Excerpt from a dataset -
- - -

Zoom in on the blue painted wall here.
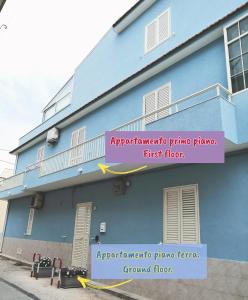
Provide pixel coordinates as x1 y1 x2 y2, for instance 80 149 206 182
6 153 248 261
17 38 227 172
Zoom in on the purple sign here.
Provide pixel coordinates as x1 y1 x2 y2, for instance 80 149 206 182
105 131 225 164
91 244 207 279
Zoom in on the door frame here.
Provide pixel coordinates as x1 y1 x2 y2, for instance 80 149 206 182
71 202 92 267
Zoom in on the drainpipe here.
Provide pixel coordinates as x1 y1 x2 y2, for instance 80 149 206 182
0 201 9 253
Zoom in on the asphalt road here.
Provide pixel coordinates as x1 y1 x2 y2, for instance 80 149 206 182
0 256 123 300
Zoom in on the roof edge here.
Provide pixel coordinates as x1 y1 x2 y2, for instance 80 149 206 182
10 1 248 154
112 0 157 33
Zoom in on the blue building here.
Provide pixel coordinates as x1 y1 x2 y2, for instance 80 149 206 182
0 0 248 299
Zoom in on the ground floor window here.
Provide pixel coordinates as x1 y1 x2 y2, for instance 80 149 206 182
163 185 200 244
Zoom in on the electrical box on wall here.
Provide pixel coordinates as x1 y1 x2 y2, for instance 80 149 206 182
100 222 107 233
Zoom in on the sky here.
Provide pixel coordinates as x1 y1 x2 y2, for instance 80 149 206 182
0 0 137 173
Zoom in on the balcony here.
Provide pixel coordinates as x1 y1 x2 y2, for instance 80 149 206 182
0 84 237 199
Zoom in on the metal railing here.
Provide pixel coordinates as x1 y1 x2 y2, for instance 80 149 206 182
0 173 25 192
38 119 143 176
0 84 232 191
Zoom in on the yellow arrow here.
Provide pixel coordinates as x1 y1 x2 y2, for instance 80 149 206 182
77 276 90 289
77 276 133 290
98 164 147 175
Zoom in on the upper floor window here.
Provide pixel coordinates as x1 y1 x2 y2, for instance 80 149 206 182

- - -

STATED EXERCISE - Print all of the rows above again word for word, but omit the pictures.

WRITTEN ANSWER -
Zoom in on the blue painted wall here.
Provide pixel coordinates as x1 y1 x2 y2, for instance 80 149 206 182
6 153 248 261
17 38 227 172
Zoom in on the purple sign here.
Provide pixel coordinates as x1 y1 x2 y2, for instance 80 149 206 182
105 131 225 164
91 244 207 279
Zoom in on the door frame here.
Provide pixel coordinates as x1 y1 x2 y2, for instance 80 149 206 182
71 202 92 267
Zoom in on the drainpipe here.
Provide pixel coordinates as x1 y1 x2 y2, for instance 80 149 206 182
0 201 9 253
Zoom in on the asphalt road here.
Provide pixel coordinates as x1 y1 x2 y2, for instance 80 149 206 182
0 256 123 300
Zoom in on the roof edge here.
Provide pixel coordinates as x1 y1 x2 y2, for instance 80 149 206 182
10 1 248 154
112 0 157 33
Zoom in on the blue building here.
Provide pixel coordinates as x1 y1 x2 y2, for instance 80 149 206 182
0 0 248 299
Zoom in on the ground floor window here.
Provide pixel coordinates as x1 y1 x2 y2, for instance 80 149 206 182
163 185 200 244
Zoom in on the electrical box on wall here.
Provide pixel coordinates as x1 y1 x2 y2, for instance 80 149 206 182
100 222 107 233
Zoom in on the sky here.
Provide pixel coordinates as x1 y1 x2 y2, for instance 80 149 206 182
0 0 137 173
Zoom in on the balcony here.
Provide pixel coordinates as x1 y1 x2 y2, for instance 80 149 206 182
0 84 237 199
Zoom in on the metal railing here.
Provide pixel coordinates as x1 y1 x2 y2, for instance 80 149 206 182
0 173 25 192
38 119 143 176
0 84 232 191
Zoom in on the yellow arrow here.
Provide pixel coordinates as x1 y1 x2 y2, for instance 80 149 206 182
77 276 90 289
77 276 133 290
98 164 147 175
Zoom in on the upper floor window here.
Provide pixel coordinates as x1 y1 x2 y2, for instance 80 149 206 182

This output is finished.